> _Exercise objective_: Below are some entries. Output each one exactly as it appears.

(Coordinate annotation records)
........
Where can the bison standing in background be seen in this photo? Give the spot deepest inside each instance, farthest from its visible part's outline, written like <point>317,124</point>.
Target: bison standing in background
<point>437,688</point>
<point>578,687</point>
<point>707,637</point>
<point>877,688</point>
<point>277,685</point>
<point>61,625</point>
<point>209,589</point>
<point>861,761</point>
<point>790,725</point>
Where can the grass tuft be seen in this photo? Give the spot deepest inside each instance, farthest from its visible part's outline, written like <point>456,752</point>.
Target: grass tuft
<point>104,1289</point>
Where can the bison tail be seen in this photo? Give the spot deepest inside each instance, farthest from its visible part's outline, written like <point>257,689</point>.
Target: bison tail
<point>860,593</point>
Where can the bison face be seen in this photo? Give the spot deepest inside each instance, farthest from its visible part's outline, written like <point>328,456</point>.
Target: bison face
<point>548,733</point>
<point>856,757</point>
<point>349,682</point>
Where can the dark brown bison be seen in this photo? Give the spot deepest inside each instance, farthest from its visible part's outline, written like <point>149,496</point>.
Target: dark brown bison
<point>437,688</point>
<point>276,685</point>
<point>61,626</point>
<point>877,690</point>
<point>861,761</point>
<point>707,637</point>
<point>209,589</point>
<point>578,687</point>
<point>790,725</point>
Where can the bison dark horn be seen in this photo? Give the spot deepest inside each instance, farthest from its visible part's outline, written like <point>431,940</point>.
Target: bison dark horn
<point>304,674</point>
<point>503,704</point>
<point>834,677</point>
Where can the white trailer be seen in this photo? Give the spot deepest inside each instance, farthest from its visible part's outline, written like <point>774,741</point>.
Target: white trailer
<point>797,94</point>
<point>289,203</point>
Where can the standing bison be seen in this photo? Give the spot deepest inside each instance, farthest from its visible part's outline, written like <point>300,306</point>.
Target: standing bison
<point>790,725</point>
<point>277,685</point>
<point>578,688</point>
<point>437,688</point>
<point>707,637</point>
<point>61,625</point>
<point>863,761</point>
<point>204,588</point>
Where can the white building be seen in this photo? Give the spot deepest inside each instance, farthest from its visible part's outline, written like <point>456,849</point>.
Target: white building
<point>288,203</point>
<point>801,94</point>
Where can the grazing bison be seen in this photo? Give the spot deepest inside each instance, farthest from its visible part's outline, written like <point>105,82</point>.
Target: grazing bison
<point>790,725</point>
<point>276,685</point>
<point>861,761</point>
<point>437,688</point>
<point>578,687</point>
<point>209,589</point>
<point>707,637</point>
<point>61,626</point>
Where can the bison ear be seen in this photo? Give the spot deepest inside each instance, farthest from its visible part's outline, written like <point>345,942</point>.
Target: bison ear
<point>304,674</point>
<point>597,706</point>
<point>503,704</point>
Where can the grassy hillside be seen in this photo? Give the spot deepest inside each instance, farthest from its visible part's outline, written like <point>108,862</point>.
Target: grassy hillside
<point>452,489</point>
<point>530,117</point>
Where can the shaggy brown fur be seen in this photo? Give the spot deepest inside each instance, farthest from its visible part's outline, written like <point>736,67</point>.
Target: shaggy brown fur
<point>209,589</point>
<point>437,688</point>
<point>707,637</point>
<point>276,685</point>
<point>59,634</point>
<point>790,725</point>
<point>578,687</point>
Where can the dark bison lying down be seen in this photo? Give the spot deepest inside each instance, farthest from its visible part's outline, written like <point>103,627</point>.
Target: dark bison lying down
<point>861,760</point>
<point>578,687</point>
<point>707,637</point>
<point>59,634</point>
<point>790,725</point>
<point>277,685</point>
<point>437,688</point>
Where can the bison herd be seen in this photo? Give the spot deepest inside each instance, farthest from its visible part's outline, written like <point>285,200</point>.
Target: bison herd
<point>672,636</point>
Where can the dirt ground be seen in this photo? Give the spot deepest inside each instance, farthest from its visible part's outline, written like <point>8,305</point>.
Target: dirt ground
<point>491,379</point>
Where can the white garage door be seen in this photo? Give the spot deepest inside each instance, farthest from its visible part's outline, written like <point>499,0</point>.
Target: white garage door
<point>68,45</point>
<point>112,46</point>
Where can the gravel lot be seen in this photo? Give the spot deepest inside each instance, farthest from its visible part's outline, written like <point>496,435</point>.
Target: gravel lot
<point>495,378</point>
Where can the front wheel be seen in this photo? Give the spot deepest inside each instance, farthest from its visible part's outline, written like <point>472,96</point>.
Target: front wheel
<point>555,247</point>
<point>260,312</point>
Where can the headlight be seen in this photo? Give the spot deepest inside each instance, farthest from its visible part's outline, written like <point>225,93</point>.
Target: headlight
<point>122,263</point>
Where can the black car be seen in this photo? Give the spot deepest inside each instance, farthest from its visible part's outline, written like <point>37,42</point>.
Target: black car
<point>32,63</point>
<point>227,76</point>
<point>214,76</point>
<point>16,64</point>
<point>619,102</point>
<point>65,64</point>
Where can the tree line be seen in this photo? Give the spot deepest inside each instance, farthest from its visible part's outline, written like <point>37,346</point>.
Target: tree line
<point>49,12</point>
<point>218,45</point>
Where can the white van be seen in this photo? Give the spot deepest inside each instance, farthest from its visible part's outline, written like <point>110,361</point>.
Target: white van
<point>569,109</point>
........
> _Correct output_:
Where can the bison standing in background be seen in this photo? Give the spot deepest inside each instance, farthest from its visible part's outline, written like <point>317,124</point>.
Target: bison standing in background
<point>437,688</point>
<point>578,687</point>
<point>707,637</point>
<point>877,688</point>
<point>277,685</point>
<point>61,625</point>
<point>209,589</point>
<point>861,761</point>
<point>790,725</point>
Where can the grass tuft be seen in this photo? Give the spot deepest inside each instance, farthest from its visible part's outline, written like <point>456,752</point>.
Target: grass tuft
<point>104,1289</point>
Where can the bison tail be seen in this photo? Give the spot deepest inside each instance, farthest from its visible part's outline, written like <point>257,689</point>.
Target: bison tail
<point>860,593</point>
Where can the bison face be seen in this photo? Give the spot deepest inside each instance, farthest from its visible part's outline, written like <point>328,456</point>.
Target: bison face
<point>548,733</point>
<point>856,757</point>
<point>349,682</point>
Where can the dark brown bison be seen in this photo? Give the spot deepest inside each instance, farthest from its visible part's outline, written like <point>149,496</point>.
Target: dark brown bison
<point>437,688</point>
<point>276,685</point>
<point>61,626</point>
<point>877,690</point>
<point>861,761</point>
<point>707,637</point>
<point>209,589</point>
<point>578,687</point>
<point>790,725</point>
Where can the bison dark horn be seen in this photo? Give the spot deepest inside each instance, farthest from its visible part's outline, written like <point>431,940</point>.
Target: bison dark horn
<point>304,674</point>
<point>503,704</point>
<point>834,677</point>
Where can the white trailer be seen in this photo? Give the spot deepest inside each instance, farthest from its visible part's outline, written like <point>774,741</point>.
Target: white trailer
<point>797,94</point>
<point>289,203</point>
Where can the standing bison be seen in this photo? Give the spot deepest inside each instance, farthest from its visible part's outline, written like <point>300,306</point>.
Target: standing bison
<point>790,725</point>
<point>277,685</point>
<point>578,688</point>
<point>437,688</point>
<point>707,637</point>
<point>61,625</point>
<point>863,761</point>
<point>204,588</point>
Where can the white building be seen in this photo? Give the spot deepest inside each instance, farthest from its visible part's outline, written like <point>456,849</point>.
Target: white building
<point>288,203</point>
<point>801,94</point>
Where can the grazing bison be seen in this photo? Give the spot deepest inside each instance, farthest from its visible part's outline, written like <point>105,82</point>.
Target: grazing bison
<point>790,725</point>
<point>276,685</point>
<point>861,761</point>
<point>437,688</point>
<point>578,687</point>
<point>209,589</point>
<point>707,637</point>
<point>61,626</point>
Where can the bison ear be seen in this photo? Give the spot deepest inside each instance, farthest from its visible part's outline, written like <point>345,942</point>.
Target: bison ear
<point>304,674</point>
<point>597,706</point>
<point>503,704</point>
Where can the grassy hillside be seen in this photo? Give the spot deepest inside each instance, farthest from its visible part's outline, written like <point>108,862</point>.
Target: grassy hillside
<point>452,489</point>
<point>530,117</point>
Where can the shaggy brown fur be seen in this photo? Give the spot deepest inside each instance, farthest from its visible part's outline, written like <point>736,67</point>.
Target: shaggy brown fur
<point>209,589</point>
<point>437,688</point>
<point>707,637</point>
<point>276,685</point>
<point>59,634</point>
<point>790,725</point>
<point>578,687</point>
Where can the dark bison lying down be seen in this photo? Give the spot deepest inside each instance, farthest from its visible part's outline, written like <point>103,627</point>.
Target: dark bison lying down
<point>861,760</point>
<point>578,687</point>
<point>707,637</point>
<point>59,634</point>
<point>790,725</point>
<point>277,685</point>
<point>437,688</point>
Where can the bison herd be seen in this photo? Give the spot deepest inside each instance, farthest from its visible part's outline, written like <point>285,200</point>.
Target: bison herd
<point>672,636</point>
Where can the dirt ground be seen in this photo? Give the spot deepest inside each instance, farthest from its visible part's outline, written like <point>8,305</point>.
Target: dirt ground
<point>491,379</point>
Where can the white garage door be seen in this photo? Give the spot deepest inside each instance, farthest from its visible part's outline, written like <point>499,0</point>.
Target: white garage door
<point>68,45</point>
<point>112,46</point>
Where can the gravel lot be seen in this photo? Give the spot deepest inside each instance, farthest from its visible part's outline, written like <point>496,435</point>.
Target: gravel lot
<point>495,378</point>
Where can the front wheel be seen in this photo? Give the spot deepest inside each instance, farthest from its visible part's outline, written like <point>472,96</point>.
Target: front wheel
<point>555,247</point>
<point>260,312</point>
Where can the headlight be seen in this photo? Give the spot deepest inside each instance, farthest from its visible part's outline, written like <point>225,93</point>.
Target: headlight
<point>122,263</point>
Where can the black car be seen in this photo? Give the spot deepest inside each instance, farthest from its visible part's outline, written like <point>37,42</point>.
Target: black car
<point>32,63</point>
<point>227,76</point>
<point>214,76</point>
<point>16,64</point>
<point>619,102</point>
<point>65,64</point>
Where can the tree line be seen in this photo? Give the spot deepest inside each instance, farthest from its visible part's outline, written like <point>37,346</point>.
Target: tree line
<point>49,12</point>
<point>218,45</point>
Where can the white van be seen in this photo? Give the spot deepest inside each instance, farthest from its visible part's outline, written like <point>110,361</point>.
Target: white van
<point>569,109</point>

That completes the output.